# Short problem:
Rewrite only the data lines below, starting with the line with "the bud sepal" and going on through the line with "Target: bud sepal". Swap "bud sepal" for "green sepal" and change nothing else.
+++ Data records +++
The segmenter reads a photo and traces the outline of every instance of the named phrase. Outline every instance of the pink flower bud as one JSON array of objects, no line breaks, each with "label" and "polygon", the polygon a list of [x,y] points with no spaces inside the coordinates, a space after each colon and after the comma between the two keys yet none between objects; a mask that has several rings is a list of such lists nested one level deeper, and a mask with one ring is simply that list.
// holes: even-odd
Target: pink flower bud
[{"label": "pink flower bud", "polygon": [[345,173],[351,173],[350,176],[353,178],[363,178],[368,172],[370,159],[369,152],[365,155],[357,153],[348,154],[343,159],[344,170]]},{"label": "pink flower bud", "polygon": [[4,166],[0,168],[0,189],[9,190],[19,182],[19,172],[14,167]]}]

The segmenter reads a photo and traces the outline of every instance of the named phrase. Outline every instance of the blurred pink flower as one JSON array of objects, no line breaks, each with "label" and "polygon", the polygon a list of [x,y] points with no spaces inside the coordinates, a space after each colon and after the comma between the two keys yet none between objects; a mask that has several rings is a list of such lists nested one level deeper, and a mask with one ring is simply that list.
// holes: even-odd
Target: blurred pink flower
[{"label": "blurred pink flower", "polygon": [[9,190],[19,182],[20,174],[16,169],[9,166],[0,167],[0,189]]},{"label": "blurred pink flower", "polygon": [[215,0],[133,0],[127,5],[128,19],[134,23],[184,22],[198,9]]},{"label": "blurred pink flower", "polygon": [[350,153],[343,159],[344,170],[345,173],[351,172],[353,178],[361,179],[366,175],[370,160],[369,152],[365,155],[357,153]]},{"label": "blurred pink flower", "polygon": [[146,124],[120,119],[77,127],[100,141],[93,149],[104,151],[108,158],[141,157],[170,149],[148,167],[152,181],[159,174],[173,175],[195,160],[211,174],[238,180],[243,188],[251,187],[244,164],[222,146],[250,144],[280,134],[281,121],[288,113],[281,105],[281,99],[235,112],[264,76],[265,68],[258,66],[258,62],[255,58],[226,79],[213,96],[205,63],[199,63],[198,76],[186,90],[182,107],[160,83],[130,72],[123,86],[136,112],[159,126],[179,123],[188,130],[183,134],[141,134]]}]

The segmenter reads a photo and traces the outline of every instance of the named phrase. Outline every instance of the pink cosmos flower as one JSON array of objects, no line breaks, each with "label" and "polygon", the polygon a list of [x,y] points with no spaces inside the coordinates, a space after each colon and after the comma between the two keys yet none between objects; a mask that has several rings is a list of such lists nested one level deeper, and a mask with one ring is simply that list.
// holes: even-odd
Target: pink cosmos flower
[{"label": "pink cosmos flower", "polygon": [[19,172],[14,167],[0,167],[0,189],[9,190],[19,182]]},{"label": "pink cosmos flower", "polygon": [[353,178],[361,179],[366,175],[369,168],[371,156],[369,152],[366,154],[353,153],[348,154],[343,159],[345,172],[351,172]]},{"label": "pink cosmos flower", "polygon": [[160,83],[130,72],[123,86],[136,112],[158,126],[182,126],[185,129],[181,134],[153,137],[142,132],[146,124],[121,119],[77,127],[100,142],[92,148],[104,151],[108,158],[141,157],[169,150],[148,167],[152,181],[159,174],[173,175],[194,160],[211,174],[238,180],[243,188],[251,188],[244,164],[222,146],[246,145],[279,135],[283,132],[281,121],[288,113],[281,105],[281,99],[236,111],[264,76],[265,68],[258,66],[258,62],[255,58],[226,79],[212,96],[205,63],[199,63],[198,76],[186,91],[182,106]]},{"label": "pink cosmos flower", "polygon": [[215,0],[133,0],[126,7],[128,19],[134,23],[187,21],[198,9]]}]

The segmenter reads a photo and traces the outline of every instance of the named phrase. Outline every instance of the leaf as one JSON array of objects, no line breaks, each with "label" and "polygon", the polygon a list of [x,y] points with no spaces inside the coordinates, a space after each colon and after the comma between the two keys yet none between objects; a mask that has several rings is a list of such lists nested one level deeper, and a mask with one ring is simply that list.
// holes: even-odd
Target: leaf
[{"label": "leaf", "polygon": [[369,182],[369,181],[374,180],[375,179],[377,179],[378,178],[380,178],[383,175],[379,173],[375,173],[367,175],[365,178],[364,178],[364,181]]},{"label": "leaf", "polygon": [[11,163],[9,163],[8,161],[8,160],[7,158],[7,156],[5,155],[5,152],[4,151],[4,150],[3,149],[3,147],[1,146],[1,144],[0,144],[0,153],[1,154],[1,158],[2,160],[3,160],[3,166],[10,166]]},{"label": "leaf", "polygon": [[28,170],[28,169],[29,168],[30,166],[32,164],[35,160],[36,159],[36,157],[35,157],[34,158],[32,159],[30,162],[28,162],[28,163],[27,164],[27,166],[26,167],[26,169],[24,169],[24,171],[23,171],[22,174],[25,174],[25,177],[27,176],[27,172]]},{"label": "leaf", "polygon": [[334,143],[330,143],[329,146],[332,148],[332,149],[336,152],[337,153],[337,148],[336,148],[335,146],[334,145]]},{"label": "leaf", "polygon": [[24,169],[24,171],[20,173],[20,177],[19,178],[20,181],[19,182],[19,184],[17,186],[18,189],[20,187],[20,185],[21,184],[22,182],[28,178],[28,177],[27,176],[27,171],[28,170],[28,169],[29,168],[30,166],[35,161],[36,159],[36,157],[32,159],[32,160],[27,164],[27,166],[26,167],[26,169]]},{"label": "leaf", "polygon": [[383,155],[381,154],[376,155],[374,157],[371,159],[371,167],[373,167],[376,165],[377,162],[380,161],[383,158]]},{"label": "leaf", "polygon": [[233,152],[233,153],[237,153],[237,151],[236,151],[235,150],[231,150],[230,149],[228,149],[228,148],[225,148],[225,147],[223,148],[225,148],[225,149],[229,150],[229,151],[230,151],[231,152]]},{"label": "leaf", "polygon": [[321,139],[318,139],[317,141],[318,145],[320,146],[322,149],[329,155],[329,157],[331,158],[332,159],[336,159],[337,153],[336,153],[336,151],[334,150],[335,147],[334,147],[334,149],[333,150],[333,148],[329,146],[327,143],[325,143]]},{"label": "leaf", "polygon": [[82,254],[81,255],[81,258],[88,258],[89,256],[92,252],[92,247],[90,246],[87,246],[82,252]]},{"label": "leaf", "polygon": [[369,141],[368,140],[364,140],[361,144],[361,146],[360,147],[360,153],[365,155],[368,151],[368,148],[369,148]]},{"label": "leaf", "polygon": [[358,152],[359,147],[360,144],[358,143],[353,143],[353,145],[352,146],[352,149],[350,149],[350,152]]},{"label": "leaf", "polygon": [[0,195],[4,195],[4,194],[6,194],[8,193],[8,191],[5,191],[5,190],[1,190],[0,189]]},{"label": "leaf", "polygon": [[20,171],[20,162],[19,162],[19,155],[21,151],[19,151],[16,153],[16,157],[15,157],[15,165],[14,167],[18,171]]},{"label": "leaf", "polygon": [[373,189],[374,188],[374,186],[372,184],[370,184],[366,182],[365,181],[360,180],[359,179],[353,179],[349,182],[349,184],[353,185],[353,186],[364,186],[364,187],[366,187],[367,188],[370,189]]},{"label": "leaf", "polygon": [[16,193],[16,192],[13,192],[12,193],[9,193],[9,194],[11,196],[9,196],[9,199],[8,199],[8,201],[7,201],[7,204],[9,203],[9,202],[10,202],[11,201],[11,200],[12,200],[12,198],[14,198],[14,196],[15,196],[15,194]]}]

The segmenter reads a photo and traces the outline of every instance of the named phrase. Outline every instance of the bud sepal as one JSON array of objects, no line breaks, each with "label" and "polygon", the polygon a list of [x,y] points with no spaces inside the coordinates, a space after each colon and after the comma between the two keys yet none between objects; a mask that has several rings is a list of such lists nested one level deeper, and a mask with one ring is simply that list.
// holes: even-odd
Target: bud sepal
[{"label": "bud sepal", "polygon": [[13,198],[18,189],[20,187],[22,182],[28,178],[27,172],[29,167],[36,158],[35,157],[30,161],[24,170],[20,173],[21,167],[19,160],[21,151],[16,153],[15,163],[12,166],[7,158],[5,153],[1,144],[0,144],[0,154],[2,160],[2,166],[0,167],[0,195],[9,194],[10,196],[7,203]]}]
+++
+++ Data records +++
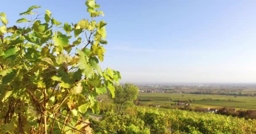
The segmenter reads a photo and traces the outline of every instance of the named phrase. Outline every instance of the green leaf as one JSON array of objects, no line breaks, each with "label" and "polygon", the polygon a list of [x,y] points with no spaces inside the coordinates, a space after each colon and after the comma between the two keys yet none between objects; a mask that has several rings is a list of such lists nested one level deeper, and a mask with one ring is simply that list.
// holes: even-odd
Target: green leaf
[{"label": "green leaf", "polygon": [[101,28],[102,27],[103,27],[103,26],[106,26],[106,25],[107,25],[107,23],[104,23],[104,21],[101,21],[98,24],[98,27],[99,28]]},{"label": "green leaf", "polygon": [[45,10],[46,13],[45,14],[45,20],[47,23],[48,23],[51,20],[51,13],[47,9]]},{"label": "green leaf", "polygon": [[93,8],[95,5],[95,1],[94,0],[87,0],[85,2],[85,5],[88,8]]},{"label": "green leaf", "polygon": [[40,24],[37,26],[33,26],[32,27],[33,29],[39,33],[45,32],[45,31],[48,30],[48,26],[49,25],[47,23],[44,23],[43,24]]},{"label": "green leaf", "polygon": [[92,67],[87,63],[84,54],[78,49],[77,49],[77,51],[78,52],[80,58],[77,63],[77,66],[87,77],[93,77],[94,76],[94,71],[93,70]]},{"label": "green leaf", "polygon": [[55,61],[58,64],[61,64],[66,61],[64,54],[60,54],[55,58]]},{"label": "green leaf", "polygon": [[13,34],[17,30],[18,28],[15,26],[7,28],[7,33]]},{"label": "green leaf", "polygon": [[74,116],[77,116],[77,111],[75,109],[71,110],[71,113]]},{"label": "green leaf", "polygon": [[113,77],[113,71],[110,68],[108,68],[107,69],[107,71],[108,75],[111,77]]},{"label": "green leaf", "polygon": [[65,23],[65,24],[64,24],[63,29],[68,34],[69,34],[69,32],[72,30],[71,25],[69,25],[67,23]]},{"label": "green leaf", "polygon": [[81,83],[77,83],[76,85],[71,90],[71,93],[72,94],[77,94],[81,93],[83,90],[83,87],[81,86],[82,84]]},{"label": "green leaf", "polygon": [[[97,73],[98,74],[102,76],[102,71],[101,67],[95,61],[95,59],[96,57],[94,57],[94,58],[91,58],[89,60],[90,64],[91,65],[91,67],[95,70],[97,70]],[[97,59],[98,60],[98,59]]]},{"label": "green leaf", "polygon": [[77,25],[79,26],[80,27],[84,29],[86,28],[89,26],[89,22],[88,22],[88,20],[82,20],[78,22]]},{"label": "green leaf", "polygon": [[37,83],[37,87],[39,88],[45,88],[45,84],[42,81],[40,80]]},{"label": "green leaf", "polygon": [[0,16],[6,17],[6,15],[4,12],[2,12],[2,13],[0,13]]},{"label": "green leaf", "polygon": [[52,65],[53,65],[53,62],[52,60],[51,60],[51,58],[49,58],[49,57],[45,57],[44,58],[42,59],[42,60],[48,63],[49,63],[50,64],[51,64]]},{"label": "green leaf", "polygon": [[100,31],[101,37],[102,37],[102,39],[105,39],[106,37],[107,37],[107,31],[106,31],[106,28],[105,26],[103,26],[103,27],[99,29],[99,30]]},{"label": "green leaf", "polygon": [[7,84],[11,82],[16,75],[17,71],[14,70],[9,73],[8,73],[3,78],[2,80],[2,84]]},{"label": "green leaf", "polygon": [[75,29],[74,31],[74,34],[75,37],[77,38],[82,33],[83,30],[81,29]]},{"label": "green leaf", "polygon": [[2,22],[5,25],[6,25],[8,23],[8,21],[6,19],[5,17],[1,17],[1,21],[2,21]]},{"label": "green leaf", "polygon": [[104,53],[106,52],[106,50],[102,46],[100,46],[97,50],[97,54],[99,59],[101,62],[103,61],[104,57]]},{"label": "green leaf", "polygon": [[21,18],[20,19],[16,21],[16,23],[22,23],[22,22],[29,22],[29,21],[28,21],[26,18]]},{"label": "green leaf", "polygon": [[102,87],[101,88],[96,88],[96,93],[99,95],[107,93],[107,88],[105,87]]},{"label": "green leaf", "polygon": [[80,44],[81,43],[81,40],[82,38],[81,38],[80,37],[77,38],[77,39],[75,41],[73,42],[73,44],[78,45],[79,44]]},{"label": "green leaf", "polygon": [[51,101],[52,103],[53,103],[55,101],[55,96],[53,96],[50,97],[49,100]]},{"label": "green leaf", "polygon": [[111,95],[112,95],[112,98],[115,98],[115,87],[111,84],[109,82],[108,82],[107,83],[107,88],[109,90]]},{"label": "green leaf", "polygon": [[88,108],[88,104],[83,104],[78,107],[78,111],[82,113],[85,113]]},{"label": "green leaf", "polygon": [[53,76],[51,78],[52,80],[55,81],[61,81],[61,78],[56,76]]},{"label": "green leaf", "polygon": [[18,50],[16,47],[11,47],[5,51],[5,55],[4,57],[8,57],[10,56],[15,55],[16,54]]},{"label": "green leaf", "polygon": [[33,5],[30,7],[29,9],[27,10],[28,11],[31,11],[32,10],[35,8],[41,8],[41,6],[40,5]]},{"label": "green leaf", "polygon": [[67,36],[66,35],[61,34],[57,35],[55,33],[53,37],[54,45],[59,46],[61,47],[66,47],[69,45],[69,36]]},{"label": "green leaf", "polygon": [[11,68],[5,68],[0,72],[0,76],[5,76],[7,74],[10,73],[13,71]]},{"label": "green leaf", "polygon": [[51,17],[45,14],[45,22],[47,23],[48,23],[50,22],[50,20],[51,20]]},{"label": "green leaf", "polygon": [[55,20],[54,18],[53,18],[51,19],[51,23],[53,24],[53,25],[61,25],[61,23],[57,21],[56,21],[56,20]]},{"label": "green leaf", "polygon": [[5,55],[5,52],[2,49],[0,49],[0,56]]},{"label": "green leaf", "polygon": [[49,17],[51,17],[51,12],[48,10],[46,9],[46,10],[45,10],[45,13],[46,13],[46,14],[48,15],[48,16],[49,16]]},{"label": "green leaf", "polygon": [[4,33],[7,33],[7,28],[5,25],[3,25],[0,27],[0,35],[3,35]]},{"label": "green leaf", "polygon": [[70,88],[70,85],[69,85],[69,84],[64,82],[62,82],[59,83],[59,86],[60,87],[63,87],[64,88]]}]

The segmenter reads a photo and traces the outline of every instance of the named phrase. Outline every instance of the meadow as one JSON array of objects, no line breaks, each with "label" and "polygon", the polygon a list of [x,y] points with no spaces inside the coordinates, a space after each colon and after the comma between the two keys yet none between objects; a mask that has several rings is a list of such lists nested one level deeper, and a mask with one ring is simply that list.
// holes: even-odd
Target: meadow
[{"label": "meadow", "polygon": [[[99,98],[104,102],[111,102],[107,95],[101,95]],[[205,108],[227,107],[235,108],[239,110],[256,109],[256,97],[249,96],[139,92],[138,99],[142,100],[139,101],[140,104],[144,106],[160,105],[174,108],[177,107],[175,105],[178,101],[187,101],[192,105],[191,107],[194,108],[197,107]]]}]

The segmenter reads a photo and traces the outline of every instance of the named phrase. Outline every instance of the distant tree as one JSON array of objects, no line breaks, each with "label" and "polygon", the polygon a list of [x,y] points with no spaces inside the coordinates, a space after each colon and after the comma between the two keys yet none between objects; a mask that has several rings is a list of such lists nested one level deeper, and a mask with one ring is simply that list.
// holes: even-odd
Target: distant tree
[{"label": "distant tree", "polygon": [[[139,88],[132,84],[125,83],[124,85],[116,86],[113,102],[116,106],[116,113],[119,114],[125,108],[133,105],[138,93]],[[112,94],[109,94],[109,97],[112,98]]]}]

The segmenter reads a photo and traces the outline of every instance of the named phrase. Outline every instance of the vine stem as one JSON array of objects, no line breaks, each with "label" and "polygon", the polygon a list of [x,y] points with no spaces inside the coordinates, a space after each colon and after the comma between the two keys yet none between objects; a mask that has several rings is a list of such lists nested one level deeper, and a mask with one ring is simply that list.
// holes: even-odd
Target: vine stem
+++
+++ Data records +++
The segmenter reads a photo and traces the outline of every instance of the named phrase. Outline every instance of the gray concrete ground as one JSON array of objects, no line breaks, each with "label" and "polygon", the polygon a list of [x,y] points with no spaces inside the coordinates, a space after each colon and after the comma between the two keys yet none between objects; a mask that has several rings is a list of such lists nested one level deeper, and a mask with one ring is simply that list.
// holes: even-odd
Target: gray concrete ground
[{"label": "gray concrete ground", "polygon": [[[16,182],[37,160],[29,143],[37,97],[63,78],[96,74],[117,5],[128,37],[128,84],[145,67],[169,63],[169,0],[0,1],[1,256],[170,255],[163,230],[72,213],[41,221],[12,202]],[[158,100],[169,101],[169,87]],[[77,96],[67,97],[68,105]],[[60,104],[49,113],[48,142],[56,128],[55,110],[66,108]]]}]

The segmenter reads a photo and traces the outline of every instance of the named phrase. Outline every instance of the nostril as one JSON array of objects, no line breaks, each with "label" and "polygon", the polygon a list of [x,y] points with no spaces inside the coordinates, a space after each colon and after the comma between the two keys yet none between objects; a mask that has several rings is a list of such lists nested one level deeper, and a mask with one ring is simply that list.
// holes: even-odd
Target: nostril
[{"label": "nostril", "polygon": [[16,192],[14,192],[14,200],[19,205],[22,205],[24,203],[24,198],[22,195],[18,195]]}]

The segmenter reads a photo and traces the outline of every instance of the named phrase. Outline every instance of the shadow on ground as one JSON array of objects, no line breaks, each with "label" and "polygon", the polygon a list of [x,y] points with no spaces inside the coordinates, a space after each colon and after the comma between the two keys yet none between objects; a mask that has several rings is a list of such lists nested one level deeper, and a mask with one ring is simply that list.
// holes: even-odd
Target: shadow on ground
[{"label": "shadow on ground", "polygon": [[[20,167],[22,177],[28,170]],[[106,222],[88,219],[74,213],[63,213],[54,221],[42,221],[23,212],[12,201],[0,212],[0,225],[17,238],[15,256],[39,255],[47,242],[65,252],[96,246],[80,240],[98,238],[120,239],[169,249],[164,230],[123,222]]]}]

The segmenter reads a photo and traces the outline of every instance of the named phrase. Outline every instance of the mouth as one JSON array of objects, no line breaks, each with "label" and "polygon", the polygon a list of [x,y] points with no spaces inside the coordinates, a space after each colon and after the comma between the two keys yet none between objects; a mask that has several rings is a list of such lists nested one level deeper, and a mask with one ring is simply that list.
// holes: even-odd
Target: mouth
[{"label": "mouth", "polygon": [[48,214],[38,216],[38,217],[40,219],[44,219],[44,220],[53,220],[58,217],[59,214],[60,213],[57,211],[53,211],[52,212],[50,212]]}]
+++
# Task output:
The segmenter reads a photo and traces the outline of every instance of the named phrase. Outline every instance of the green sepal as one JSON array of objects, no line breaks, each with "label" and "polygon", the polygon a list of [x,y] points with no spaces inside the coordinates, a space after each colon and after the comma between the two keys yet none between objects; a mask that has several rings is a list of such lists nested one level deeper, and a mask with one ring is simply that list.
// holes: even-odd
Target: green sepal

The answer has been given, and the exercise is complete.